## Exercise requirements
Report each line of the rows below that contains the word "tree".

-- BEGIN --

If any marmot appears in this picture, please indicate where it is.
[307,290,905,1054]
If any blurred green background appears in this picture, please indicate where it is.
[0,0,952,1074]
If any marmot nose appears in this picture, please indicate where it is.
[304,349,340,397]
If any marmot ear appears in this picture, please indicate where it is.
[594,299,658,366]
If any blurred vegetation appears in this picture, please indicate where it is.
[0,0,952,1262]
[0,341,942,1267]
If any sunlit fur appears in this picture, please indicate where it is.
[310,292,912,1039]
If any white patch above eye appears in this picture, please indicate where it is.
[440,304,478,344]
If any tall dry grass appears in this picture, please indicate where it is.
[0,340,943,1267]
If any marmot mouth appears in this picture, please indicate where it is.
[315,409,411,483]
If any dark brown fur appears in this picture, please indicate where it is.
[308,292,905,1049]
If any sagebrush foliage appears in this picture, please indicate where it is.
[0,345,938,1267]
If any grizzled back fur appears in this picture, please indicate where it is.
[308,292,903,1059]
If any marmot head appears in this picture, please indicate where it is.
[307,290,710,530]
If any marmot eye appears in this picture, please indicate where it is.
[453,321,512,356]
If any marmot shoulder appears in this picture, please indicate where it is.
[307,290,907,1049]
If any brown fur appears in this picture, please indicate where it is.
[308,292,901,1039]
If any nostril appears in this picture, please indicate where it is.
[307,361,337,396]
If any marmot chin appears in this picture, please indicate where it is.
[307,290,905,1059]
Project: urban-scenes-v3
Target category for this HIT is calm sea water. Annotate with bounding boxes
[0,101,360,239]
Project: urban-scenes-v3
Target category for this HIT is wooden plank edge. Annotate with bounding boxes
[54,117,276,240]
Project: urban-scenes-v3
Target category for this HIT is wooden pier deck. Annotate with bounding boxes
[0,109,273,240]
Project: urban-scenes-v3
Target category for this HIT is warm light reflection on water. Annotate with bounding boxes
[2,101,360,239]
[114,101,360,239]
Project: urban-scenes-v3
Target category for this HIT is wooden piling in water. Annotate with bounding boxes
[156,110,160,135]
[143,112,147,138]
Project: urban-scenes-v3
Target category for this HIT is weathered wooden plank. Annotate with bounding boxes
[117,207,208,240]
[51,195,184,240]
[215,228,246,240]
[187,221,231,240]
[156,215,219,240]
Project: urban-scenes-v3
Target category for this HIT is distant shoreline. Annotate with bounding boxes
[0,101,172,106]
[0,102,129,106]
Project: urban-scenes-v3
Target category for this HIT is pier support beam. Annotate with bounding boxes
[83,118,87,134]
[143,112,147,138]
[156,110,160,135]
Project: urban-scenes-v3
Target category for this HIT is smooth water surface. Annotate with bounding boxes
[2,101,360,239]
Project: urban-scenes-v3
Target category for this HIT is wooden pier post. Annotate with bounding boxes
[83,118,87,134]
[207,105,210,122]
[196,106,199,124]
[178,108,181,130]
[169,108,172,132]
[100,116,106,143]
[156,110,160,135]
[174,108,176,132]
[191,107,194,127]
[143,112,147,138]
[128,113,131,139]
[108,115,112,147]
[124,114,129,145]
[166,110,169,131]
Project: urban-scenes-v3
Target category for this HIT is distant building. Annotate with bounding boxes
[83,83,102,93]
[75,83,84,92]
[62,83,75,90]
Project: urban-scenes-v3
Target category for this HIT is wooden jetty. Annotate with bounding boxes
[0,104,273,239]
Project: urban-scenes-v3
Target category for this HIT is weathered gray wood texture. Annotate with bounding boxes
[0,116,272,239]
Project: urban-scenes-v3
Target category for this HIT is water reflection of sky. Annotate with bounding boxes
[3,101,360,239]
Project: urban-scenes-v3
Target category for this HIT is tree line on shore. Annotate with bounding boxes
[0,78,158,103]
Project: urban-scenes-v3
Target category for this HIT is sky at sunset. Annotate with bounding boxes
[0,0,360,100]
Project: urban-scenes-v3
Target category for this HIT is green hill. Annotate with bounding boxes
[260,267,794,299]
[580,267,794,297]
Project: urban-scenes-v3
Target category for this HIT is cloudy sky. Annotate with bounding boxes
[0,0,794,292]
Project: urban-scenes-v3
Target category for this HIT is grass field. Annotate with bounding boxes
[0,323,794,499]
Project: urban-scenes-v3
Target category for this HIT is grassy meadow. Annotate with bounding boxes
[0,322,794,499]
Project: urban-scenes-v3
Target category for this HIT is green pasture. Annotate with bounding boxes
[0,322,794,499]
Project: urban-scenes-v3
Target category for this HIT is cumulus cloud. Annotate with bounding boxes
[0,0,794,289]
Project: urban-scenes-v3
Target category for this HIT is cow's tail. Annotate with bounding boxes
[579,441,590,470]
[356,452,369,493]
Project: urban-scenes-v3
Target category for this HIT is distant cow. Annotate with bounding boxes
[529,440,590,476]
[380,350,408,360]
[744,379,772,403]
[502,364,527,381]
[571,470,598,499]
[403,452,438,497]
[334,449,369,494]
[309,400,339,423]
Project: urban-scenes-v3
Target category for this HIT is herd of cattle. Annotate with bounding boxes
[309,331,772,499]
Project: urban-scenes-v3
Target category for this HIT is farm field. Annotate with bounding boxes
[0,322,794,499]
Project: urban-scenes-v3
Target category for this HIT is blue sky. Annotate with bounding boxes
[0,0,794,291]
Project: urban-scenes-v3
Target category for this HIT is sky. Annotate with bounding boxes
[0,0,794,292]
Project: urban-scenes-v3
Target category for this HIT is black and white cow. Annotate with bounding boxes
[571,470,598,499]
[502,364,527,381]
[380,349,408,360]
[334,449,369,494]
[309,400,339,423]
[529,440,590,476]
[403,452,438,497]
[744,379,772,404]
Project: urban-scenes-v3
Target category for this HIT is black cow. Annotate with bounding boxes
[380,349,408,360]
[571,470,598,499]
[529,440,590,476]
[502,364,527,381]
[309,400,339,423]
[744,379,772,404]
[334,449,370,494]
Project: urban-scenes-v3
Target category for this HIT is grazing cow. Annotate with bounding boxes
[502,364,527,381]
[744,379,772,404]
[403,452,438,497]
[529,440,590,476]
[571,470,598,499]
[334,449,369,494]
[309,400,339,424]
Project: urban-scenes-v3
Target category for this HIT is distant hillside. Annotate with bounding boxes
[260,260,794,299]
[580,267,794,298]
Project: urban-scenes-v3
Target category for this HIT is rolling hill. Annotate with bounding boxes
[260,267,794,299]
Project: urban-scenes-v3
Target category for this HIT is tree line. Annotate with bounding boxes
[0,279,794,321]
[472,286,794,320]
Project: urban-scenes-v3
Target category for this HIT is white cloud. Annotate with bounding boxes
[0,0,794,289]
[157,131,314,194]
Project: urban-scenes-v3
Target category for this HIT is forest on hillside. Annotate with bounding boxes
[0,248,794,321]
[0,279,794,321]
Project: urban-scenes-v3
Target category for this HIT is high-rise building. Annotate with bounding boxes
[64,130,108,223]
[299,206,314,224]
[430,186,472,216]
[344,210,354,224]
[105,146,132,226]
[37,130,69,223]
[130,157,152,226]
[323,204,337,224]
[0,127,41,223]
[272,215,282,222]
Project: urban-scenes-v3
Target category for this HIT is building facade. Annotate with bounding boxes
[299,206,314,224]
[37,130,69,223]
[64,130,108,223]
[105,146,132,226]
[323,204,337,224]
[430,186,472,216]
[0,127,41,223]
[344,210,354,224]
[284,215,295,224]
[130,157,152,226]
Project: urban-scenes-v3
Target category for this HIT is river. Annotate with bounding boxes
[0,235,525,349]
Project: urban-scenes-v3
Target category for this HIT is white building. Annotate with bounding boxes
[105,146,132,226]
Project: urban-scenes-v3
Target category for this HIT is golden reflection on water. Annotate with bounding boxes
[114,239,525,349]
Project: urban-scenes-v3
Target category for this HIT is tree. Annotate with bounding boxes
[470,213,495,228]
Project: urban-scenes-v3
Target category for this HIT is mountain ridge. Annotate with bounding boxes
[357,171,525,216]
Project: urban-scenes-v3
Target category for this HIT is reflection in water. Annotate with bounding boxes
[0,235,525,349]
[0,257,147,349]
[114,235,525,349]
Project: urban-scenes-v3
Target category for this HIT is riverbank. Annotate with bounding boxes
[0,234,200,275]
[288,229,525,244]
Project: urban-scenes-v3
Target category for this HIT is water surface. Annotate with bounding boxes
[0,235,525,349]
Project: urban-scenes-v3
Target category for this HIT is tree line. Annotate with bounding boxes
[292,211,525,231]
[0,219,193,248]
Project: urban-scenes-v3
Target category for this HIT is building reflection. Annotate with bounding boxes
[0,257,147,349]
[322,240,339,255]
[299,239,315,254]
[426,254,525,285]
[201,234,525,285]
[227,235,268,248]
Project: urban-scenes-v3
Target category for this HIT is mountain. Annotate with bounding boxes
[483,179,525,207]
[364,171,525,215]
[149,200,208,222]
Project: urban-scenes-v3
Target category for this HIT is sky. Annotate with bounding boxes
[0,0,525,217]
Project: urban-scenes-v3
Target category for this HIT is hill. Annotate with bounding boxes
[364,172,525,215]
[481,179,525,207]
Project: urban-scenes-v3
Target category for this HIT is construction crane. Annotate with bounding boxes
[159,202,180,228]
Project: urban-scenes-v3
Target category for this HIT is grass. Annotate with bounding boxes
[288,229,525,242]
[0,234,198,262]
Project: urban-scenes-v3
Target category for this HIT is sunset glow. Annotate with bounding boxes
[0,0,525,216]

-- END --

## Correct answer
Target category for this HIT is tree line on shore. Annotate with bounding boxes
Target category for this HIT is tree line. Annotate with bounding boxes
Target category for this HIT is tree. Annotate with bounding boxes
Target category for this HIT is tree line. Annotate with bounding boxes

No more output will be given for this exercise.